Edit the lines below, swapping each "queried concept" for "requested object" and changing nothing else. Return all the lines, but leave out the pictures.

**Lines for bounding box labeling**
○ ○ ○

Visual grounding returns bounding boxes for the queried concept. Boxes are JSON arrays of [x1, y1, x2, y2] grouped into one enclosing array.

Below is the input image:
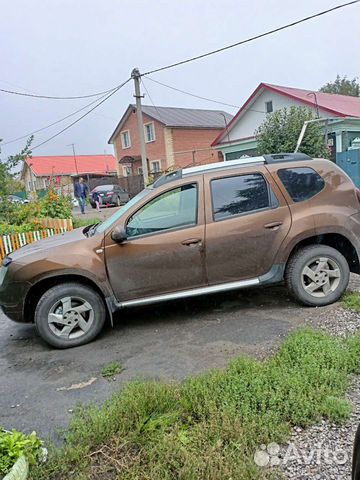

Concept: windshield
[[96, 188, 151, 233], [93, 185, 114, 192]]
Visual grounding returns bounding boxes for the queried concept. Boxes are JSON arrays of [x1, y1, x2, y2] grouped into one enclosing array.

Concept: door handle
[[264, 222, 282, 230], [181, 238, 201, 247]]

○ ○ ○

**WRITTEN SOLUTION**
Visual grounding returns bounding boxes for the requested object. Boxes are JSON arrays of [x1, y1, x2, y2] grouped into one enclosing array.

Below is the input image:

Concept: windshield
[[96, 188, 151, 233], [93, 185, 114, 192]]
Visual grounding returns bounding boxes for the requested object. Boxes are JSON arrays of [x1, y1, x2, y2] grouped into one enclosing array.

Concept: door handle
[[264, 222, 282, 230], [181, 238, 201, 247]]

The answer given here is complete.